* What you have to do
Could you count the lines in the data that contain "below"? Reply with the number only.
* * *
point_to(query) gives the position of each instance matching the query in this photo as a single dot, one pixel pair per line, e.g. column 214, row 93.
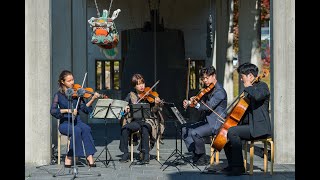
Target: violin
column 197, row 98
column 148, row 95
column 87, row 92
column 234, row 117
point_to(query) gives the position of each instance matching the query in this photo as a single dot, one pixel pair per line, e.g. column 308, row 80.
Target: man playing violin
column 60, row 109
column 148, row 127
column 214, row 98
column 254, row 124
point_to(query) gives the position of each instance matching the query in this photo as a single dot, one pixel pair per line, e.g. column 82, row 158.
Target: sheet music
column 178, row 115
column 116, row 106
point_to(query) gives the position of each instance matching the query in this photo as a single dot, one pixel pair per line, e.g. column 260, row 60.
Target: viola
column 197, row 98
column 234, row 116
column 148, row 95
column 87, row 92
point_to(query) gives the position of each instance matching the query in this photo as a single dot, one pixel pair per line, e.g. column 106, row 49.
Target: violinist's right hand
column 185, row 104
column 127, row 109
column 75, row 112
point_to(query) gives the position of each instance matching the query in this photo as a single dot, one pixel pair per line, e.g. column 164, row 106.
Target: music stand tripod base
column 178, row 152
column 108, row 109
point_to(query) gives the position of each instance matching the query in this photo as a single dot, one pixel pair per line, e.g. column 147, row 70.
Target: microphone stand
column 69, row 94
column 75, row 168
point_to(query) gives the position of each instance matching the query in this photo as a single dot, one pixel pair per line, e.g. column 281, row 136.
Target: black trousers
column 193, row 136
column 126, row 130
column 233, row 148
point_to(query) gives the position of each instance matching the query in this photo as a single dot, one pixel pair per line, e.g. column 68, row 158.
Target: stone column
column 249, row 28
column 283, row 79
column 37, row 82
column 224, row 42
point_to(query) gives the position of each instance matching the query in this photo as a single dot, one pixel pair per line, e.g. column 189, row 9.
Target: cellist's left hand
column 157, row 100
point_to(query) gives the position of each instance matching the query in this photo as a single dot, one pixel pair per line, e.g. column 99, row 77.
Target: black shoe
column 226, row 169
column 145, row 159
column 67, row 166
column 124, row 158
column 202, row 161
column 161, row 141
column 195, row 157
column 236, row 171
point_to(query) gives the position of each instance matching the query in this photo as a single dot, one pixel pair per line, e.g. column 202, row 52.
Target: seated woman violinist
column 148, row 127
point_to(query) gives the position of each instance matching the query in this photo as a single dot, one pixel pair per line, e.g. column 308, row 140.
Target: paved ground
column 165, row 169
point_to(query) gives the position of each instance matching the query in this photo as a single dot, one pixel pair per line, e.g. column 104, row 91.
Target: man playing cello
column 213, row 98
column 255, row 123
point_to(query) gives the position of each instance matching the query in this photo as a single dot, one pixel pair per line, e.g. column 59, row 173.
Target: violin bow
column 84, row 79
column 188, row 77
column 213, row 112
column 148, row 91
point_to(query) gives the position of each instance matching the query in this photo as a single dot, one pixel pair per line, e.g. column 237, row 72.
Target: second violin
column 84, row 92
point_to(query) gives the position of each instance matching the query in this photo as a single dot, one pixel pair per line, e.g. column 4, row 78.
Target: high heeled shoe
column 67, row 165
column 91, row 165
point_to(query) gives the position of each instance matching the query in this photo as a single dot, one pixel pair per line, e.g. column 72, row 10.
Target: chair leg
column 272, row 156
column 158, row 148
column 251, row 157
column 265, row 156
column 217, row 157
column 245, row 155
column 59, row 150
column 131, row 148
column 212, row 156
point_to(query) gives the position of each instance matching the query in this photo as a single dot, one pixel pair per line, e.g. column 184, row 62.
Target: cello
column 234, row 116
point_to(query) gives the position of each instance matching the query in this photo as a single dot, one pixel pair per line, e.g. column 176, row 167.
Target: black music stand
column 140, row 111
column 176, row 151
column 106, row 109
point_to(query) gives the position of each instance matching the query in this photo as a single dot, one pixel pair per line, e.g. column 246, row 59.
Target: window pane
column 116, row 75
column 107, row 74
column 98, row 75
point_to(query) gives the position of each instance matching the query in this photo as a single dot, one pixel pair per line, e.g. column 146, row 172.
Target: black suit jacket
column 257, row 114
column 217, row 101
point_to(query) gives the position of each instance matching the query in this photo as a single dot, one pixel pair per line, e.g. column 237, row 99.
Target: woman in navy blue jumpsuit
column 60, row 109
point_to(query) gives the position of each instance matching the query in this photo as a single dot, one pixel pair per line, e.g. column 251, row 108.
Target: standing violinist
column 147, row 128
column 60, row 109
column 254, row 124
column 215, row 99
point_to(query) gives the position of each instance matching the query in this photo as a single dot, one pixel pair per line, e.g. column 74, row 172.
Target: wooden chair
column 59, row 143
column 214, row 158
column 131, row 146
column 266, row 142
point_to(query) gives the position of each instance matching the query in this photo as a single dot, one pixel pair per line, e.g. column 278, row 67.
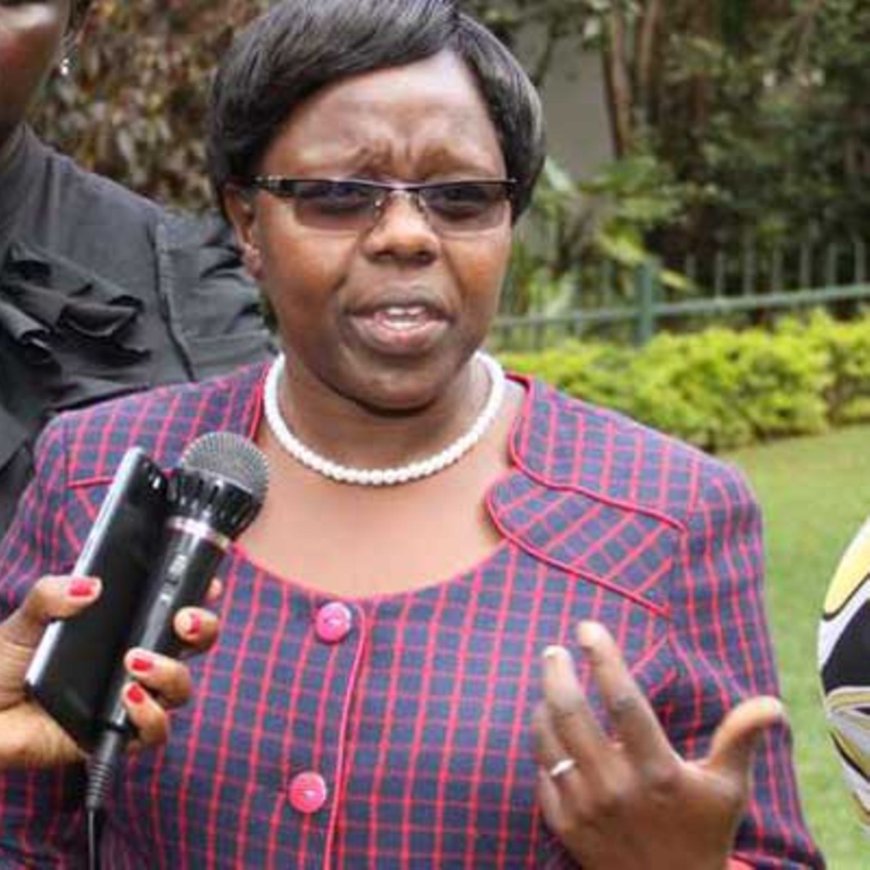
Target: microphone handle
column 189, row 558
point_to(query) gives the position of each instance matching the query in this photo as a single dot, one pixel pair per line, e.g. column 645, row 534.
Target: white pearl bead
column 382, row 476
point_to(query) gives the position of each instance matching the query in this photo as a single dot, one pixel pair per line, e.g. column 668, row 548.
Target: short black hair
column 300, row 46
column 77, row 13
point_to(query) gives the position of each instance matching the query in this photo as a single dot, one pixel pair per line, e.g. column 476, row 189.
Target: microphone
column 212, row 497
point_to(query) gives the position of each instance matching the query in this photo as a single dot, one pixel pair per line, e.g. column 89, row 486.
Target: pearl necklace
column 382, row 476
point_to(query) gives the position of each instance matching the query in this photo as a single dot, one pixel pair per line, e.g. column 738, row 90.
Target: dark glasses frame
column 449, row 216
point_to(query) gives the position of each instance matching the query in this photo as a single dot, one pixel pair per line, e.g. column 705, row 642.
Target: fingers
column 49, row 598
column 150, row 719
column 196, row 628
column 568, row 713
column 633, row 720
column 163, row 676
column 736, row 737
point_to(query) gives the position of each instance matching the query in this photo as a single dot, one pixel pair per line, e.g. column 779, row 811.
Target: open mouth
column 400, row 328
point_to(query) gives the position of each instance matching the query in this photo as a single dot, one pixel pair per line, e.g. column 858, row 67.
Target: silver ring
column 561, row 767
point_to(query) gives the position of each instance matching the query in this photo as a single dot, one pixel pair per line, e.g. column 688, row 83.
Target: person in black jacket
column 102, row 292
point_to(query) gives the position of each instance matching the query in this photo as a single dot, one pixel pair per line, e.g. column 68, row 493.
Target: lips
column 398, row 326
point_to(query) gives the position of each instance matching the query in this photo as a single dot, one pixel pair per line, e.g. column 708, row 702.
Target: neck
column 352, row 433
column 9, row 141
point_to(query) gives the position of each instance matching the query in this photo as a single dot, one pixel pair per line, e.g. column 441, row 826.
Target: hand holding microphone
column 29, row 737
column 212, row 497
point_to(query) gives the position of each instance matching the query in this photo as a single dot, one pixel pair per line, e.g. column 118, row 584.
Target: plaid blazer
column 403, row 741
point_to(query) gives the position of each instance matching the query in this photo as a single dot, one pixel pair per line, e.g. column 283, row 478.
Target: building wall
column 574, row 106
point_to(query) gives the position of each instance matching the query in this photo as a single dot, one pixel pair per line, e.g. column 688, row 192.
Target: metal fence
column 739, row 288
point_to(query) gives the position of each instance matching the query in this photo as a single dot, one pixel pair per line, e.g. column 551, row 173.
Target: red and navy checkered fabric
* * *
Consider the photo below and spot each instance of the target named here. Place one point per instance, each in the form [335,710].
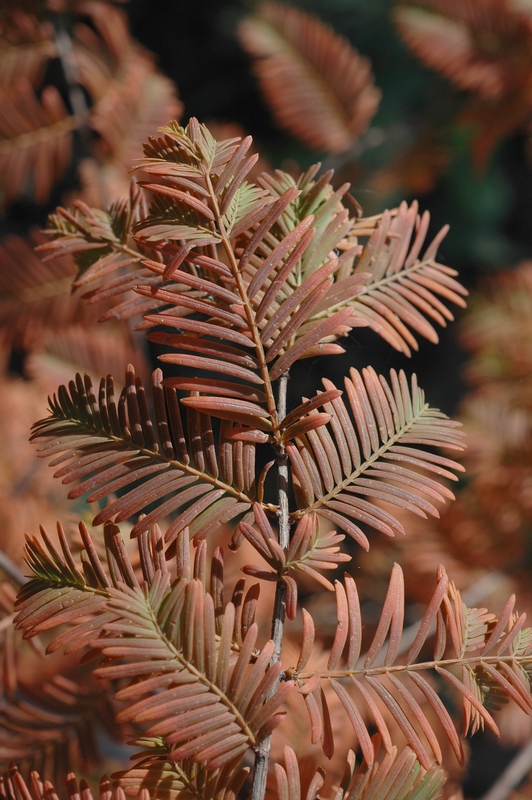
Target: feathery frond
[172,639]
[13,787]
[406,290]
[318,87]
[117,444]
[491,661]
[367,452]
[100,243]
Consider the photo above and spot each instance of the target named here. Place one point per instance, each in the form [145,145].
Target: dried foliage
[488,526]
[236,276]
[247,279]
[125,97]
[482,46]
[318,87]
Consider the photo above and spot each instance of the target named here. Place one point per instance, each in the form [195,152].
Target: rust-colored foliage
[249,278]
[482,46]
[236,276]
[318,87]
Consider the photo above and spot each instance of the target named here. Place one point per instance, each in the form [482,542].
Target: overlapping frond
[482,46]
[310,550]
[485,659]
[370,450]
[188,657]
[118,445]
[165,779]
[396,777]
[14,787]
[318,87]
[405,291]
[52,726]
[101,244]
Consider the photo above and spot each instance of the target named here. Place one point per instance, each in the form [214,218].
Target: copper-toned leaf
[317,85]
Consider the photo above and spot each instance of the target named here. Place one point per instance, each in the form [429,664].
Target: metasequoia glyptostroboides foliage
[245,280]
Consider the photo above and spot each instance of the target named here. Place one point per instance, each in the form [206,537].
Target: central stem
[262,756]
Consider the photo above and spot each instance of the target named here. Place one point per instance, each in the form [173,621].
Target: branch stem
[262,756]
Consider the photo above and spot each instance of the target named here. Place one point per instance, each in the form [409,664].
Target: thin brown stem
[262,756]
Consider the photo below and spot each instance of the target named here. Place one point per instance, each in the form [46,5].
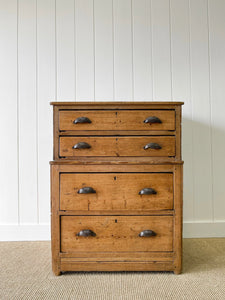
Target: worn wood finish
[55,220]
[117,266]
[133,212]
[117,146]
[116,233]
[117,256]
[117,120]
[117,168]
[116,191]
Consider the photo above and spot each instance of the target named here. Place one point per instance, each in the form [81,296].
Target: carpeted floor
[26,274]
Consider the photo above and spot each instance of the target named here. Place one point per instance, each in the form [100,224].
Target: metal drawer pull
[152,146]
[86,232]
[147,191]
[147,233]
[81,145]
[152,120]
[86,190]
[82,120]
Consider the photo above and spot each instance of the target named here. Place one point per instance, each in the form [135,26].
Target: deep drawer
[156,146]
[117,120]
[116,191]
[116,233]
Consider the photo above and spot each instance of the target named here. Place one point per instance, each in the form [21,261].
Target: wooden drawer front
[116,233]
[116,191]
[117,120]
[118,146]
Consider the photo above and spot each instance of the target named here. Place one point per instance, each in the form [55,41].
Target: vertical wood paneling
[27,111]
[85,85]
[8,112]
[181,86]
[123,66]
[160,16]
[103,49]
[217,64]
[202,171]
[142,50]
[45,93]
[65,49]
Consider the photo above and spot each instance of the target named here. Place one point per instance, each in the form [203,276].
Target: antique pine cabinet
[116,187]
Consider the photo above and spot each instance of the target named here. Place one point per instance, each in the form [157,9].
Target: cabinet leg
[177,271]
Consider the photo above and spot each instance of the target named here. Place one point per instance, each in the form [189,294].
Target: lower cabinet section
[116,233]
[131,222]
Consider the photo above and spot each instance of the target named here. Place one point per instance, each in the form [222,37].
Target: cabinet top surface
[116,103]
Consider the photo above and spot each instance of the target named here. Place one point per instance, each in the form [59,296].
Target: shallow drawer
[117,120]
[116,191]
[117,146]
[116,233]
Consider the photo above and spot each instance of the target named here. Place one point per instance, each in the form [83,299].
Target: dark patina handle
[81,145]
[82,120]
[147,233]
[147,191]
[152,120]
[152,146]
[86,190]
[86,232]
* * *
* Task output
2